> [Written task]:
Write out again the part of the material that opens with the line containing "Batch annotation spec — target class: soft" and closes with the line containing "280,554,593,896", requests included. Shift every bounding-box coordinate in the answers by -64, and leave the requests and their sample lines as they are.

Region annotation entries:
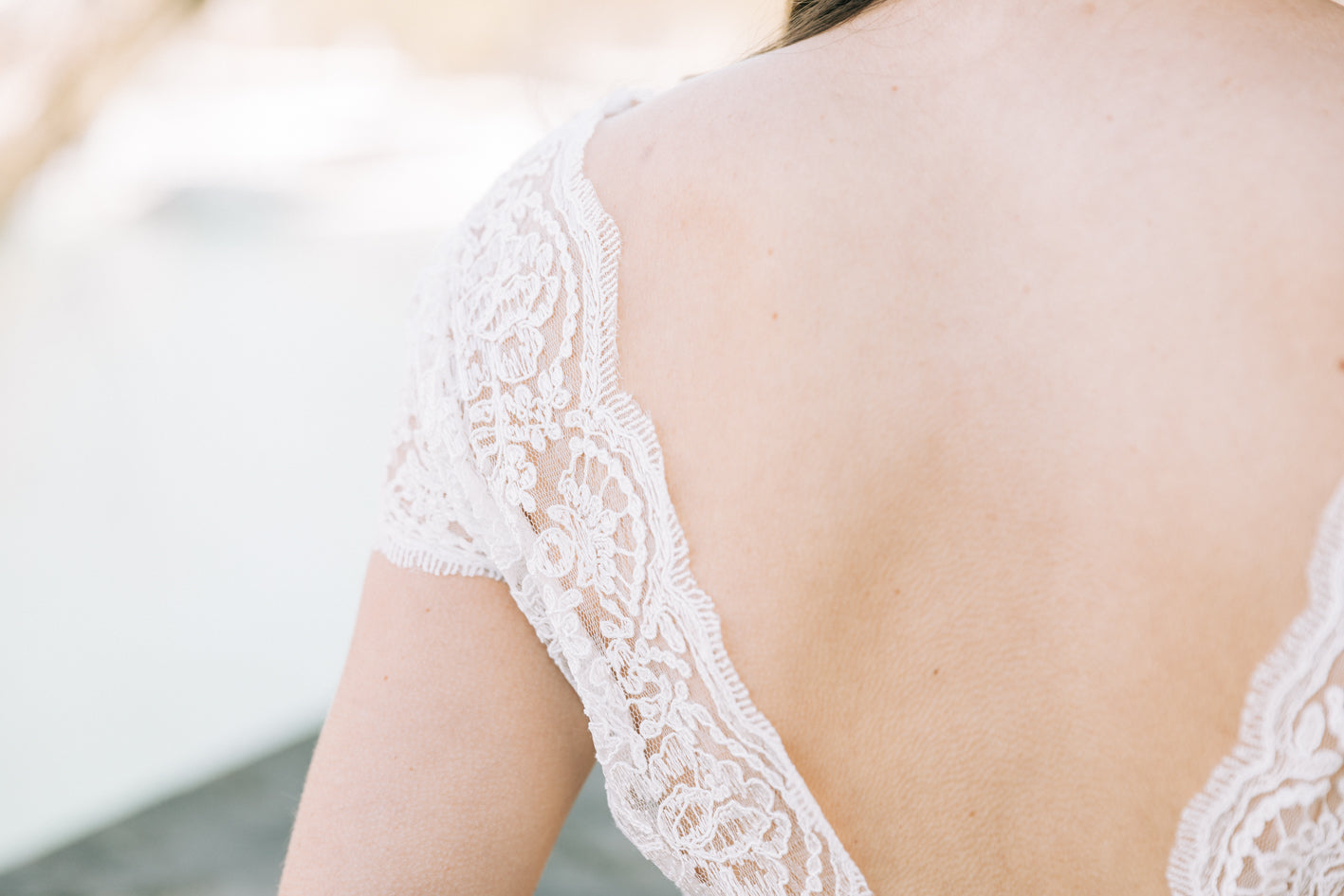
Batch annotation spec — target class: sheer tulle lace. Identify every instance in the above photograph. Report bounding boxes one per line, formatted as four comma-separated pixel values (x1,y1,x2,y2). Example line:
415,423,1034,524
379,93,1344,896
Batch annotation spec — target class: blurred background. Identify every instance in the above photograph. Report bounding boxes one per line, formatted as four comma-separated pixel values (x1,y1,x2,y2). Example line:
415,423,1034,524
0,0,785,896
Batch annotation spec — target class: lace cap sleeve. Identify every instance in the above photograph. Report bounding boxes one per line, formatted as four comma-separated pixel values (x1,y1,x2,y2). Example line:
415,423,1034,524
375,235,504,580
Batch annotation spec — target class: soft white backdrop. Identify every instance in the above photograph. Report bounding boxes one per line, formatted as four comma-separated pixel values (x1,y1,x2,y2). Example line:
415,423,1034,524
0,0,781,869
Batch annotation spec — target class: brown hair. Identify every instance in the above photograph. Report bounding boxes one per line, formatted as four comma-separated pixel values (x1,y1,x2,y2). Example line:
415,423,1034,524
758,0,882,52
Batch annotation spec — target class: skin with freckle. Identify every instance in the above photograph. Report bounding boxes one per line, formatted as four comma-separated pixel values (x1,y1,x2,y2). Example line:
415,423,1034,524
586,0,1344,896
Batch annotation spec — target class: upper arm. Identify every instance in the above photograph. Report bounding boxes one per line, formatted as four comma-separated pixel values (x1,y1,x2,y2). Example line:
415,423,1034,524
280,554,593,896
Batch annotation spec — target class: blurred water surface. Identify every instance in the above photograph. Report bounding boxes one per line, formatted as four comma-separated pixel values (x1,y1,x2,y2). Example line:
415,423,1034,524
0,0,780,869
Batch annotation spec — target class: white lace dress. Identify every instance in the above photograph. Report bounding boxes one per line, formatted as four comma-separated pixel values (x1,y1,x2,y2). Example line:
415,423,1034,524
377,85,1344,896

> [Response below]:
Batch annotation spec — target class: soft white backdrop. Identify every instance in the above photograph. Report bounding boxes one per line, formatted as four comma-separated pixel values (x1,y1,x2,y2). Example line:
415,423,1034,524
-64,-64,717,805
Batch annotation spec — target class: brown hair. Identify every instance in the above photograph. Report bounding boxes one per line, formatted as four comma-separated pixel values (x1,y1,x2,y2). Example line:
415,423,1034,524
694,-64,818,-12
Batch annotation spec — target class: skin with freckle. Identify every instance in the above photograph. Report bounding boxes one per line, formatted as four comma-separated pixel values (x1,y1,x2,y2). Example line:
415,423,1034,524
522,-64,1280,832
Batch annotation spec — target class: upper arm. Identify every instance in the above photograph. Report bounding boxes one per line, formatted as four comma-separated pixel values (x1,y1,x2,y2). Example line:
415,423,1034,524
216,490,529,832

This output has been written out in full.